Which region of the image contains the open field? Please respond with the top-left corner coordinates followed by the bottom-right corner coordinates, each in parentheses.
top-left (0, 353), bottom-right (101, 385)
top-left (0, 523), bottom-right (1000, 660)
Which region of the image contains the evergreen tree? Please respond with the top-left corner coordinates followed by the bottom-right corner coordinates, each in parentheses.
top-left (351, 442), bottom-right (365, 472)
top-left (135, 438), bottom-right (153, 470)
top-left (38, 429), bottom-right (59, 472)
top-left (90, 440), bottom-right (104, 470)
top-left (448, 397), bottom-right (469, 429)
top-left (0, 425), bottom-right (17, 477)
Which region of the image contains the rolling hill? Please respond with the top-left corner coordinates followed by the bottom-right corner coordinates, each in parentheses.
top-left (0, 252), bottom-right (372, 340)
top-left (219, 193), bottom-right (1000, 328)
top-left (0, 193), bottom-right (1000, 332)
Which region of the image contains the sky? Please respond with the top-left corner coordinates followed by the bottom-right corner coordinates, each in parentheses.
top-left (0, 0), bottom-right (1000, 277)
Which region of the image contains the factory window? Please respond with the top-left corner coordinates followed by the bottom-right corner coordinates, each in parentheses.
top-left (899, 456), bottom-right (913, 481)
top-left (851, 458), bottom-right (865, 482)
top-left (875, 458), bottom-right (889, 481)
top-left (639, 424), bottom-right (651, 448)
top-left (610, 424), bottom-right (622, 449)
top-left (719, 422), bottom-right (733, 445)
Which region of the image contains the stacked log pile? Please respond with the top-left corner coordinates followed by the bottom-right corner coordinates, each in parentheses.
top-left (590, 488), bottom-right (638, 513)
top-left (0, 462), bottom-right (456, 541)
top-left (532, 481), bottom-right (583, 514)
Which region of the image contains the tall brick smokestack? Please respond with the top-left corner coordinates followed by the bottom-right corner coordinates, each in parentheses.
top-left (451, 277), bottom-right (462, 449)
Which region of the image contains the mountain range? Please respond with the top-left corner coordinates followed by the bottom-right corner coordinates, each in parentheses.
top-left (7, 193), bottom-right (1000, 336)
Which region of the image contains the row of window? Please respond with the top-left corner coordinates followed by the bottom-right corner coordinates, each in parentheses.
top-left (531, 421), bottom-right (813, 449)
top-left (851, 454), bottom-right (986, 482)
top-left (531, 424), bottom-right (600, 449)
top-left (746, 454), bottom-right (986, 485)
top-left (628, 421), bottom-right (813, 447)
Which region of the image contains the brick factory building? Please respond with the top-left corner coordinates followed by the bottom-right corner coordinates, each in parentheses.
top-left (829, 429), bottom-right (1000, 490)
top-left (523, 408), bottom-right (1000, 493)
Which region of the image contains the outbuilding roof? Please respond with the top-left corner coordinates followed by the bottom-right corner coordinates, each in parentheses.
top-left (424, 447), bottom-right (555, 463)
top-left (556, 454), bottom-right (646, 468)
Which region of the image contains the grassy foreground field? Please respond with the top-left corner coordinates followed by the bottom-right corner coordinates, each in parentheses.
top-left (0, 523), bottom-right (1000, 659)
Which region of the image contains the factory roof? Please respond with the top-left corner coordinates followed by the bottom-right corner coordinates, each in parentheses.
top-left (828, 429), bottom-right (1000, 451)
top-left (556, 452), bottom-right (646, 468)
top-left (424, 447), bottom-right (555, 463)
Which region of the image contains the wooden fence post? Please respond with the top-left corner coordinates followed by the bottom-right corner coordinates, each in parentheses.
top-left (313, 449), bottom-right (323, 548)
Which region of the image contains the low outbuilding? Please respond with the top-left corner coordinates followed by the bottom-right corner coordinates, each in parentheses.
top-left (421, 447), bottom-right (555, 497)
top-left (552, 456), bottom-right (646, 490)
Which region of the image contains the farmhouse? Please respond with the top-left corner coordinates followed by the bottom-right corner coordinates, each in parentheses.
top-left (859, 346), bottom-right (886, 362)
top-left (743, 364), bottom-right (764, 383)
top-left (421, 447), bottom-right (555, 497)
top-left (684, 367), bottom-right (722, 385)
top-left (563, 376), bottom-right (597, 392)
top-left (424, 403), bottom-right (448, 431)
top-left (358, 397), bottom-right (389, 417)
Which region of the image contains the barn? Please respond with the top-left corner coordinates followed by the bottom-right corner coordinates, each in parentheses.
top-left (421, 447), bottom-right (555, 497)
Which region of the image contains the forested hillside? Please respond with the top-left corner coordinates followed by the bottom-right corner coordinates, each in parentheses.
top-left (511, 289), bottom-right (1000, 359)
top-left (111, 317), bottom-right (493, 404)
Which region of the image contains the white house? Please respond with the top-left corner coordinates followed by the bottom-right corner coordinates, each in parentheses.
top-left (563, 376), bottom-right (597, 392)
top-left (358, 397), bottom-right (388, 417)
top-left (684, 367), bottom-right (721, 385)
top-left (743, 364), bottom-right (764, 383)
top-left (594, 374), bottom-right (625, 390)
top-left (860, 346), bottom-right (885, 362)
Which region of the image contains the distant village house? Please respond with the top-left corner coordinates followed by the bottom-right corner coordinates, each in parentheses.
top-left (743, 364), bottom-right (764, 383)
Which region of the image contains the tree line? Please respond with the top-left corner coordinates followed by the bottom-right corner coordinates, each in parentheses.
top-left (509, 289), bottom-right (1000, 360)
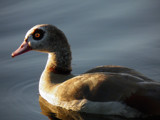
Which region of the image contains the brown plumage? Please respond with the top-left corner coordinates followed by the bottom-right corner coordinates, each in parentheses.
top-left (12, 24), bottom-right (160, 117)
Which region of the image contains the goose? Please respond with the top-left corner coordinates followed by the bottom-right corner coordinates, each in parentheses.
top-left (11, 24), bottom-right (160, 118)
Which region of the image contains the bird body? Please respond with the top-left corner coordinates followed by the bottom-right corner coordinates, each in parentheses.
top-left (12, 24), bottom-right (160, 117)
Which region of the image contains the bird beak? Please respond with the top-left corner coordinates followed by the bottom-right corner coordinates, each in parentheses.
top-left (11, 40), bottom-right (32, 57)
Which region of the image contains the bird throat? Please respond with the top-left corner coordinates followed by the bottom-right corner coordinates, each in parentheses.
top-left (46, 53), bottom-right (72, 75)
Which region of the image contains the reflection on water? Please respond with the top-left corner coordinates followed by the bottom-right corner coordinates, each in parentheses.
top-left (0, 0), bottom-right (160, 120)
top-left (39, 96), bottom-right (159, 120)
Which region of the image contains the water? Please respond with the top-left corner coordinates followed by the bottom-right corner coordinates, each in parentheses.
top-left (0, 0), bottom-right (160, 120)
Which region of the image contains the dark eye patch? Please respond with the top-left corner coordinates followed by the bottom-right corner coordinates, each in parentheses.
top-left (32, 29), bottom-right (45, 40)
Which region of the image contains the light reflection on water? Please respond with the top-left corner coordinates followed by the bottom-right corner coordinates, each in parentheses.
top-left (0, 0), bottom-right (160, 120)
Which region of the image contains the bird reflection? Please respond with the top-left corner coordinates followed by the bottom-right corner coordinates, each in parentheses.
top-left (39, 96), bottom-right (160, 120)
top-left (39, 96), bottom-right (128, 120)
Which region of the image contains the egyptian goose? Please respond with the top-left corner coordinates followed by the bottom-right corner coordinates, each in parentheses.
top-left (12, 24), bottom-right (160, 118)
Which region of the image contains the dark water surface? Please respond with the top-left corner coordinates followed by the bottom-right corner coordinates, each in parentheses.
top-left (0, 0), bottom-right (160, 120)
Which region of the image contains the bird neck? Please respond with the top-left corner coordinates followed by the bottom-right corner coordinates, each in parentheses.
top-left (39, 53), bottom-right (74, 92)
top-left (45, 52), bottom-right (72, 75)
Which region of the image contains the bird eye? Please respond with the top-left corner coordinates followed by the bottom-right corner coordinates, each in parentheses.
top-left (32, 29), bottom-right (44, 40)
top-left (34, 33), bottom-right (41, 38)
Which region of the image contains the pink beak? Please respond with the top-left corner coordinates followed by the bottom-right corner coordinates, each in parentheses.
top-left (12, 41), bottom-right (32, 57)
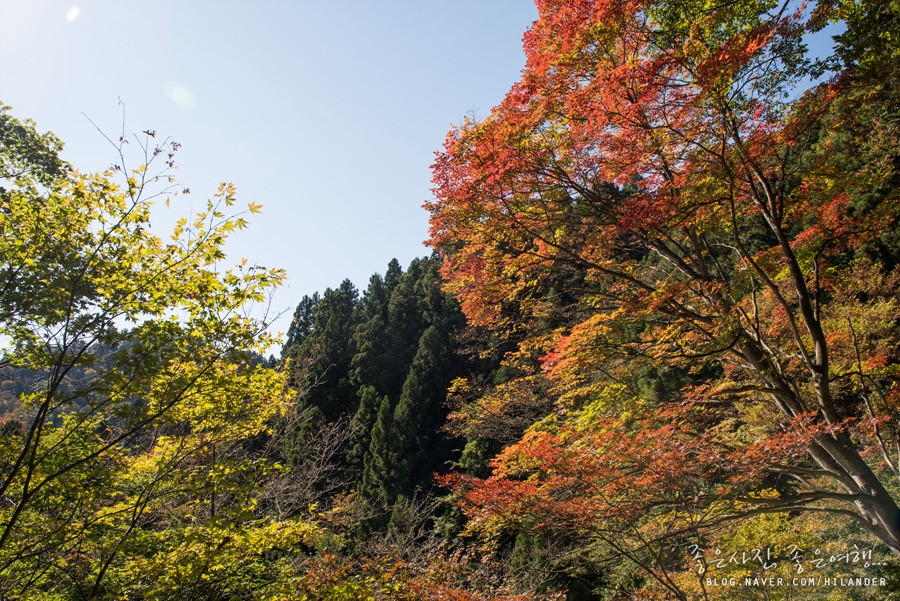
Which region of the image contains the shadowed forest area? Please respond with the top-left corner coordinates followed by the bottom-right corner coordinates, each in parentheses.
top-left (0, 0), bottom-right (900, 601)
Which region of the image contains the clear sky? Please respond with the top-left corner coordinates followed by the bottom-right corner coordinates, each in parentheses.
top-left (0, 0), bottom-right (537, 342)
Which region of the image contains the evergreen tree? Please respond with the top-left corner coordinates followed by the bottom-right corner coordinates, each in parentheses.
top-left (281, 292), bottom-right (320, 359)
top-left (347, 386), bottom-right (381, 470)
top-left (394, 326), bottom-right (453, 493)
top-left (350, 274), bottom-right (397, 394)
top-left (357, 396), bottom-right (400, 508)
top-left (290, 280), bottom-right (358, 421)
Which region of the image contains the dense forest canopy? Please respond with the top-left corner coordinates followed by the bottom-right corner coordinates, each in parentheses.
top-left (427, 0), bottom-right (900, 599)
top-left (0, 0), bottom-right (900, 601)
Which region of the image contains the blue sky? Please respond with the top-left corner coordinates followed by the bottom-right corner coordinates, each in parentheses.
top-left (0, 0), bottom-right (537, 338)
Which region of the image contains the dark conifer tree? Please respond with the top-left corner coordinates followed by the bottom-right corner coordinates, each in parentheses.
top-left (357, 396), bottom-right (400, 508)
top-left (347, 385), bottom-right (383, 473)
top-left (289, 280), bottom-right (358, 421)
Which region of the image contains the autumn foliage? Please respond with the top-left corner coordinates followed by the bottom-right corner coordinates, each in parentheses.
top-left (426, 0), bottom-right (900, 596)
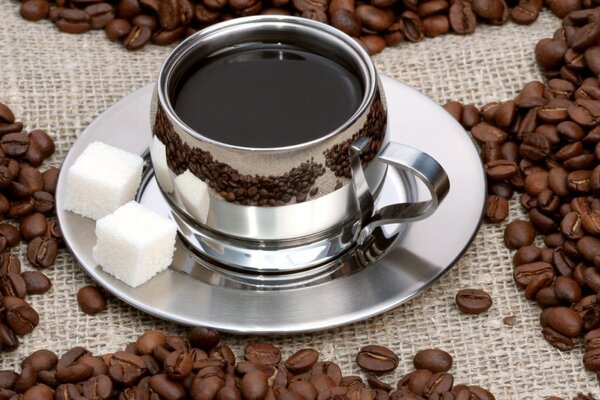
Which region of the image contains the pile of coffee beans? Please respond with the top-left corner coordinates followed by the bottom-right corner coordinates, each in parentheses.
top-left (14, 0), bottom-right (595, 54)
top-left (0, 103), bottom-right (62, 351)
top-left (455, 289), bottom-right (493, 314)
top-left (445, 9), bottom-right (600, 384)
top-left (0, 327), bottom-right (494, 400)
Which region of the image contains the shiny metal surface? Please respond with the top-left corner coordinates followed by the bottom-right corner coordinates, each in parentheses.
top-left (150, 16), bottom-right (389, 245)
top-left (56, 77), bottom-right (485, 334)
top-left (150, 16), bottom-right (448, 273)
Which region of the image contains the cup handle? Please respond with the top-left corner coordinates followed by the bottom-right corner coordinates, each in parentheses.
top-left (349, 137), bottom-right (450, 246)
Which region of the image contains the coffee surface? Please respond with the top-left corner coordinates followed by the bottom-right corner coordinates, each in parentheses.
top-left (174, 45), bottom-right (362, 148)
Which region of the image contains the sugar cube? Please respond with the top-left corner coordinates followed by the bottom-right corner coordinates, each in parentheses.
top-left (65, 142), bottom-right (144, 219)
top-left (92, 201), bottom-right (177, 287)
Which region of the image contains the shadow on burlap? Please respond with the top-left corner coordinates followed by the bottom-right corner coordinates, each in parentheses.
top-left (0, 0), bottom-right (600, 399)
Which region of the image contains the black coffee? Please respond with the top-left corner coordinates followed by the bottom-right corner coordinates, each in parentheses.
########
Task: Put the records from the line with "Which region of the image contains the autumn" to the line with "top-left (426, 0), bottom-right (900, 596)" into a numbered list, leaving out any blank lines.

Result for this exercise:
1. Which region of the image contains the autumn foliage? Please respond with the top-left corner coordinates followed by the bottom-right corner coordinates, each in parentheses.
2. top-left (426, 0), bottom-right (900, 596)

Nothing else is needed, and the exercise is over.